---------- Document passage

Nio is ‘very confident’ of hitting sales goal

Europe

Nio is “very confident” of meeting its target of doubling sales to 250,000 electric vehicles this year, Chief Financial Officer Steven Feng said, prompting the Chinese automaker’s shares to surge in Hong Kong.

“We are very confident to achieve our sales target in 2023,” Feng said in an interview with Bloomberg Television on Wednesday.

That will be achieved with new models, expanding the company’s charging and battery-swapping network, and unlocking autonomous driving technologies, he said.

Meeting the quarter-million sales goal will be a milestone for Nio, which delivered 122,486 cars in 2022. While that was up 34 percent from a year earlier, it missed the company’s original target because sales were hampered by China’s now-abolished COVID restrictions.

However, it now faces intensifying competition in China, where a price war has broken out as domestic EV makers such as BYD and major international automakers seek to bolster sales.

The price cuts show the country has too many automakers, Feng said. The discounting was sparked by Tesla, which first lowered prices in October, and then cut more deeply in January. Chinese automakers such as Nio and Xpeng followed suit, as well as major international brands including VW and Ford.

--------------------

Assignment |
In the article on Nio's sales goal, how many cars did Nio deliver in 2022?

---------- Excerpted records

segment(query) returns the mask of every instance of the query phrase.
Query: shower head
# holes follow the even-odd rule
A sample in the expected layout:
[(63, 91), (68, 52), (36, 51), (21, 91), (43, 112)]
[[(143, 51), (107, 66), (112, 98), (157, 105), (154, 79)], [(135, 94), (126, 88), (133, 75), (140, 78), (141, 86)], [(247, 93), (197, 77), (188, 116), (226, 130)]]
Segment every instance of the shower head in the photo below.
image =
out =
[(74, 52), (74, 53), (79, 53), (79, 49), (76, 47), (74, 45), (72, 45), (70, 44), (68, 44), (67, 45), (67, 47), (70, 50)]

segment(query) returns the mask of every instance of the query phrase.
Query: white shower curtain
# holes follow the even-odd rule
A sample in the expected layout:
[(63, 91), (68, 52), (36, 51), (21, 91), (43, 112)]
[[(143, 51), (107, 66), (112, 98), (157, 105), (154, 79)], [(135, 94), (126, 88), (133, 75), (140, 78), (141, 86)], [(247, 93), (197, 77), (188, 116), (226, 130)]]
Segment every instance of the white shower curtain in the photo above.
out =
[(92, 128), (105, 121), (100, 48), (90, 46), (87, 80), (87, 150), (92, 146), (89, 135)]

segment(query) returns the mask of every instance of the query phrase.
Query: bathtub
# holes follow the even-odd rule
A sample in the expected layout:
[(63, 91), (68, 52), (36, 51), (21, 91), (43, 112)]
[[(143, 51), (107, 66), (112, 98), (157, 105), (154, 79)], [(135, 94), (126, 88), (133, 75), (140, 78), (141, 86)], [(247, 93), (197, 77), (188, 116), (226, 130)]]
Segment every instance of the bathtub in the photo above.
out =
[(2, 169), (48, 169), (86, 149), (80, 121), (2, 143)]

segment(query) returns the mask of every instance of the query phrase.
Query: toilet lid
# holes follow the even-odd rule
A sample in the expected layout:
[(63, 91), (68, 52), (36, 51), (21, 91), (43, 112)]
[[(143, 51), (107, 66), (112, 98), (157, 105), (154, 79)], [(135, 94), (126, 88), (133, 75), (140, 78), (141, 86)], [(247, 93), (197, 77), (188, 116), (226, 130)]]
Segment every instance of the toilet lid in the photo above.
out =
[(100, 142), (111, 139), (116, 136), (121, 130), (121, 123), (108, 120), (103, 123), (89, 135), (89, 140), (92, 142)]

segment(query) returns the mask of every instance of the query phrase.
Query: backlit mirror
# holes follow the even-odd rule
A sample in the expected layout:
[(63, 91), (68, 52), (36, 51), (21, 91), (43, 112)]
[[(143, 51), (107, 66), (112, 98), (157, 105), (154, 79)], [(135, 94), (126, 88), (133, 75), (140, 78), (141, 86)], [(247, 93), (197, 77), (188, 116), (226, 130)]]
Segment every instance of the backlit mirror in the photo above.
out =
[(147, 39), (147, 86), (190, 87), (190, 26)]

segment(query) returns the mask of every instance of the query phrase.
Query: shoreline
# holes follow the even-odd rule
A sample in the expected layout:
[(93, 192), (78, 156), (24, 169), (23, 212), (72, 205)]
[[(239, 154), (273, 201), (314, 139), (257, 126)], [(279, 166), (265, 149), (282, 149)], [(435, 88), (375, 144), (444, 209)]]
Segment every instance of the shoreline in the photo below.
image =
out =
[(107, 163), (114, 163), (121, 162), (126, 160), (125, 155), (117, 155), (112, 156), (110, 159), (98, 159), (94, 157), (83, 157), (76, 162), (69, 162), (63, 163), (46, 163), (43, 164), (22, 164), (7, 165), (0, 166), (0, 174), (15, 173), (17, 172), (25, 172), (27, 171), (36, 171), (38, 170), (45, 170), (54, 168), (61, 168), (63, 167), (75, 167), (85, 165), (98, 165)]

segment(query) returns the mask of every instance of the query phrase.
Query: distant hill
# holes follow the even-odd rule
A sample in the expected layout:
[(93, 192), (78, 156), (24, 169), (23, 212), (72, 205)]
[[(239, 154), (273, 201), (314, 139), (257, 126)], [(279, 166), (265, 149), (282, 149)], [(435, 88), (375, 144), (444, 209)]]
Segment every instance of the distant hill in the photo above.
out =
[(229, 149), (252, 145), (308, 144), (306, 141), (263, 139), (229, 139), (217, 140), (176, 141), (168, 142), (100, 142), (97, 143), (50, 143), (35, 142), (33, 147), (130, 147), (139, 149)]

--------------------

Result of the task |
122,486 cars.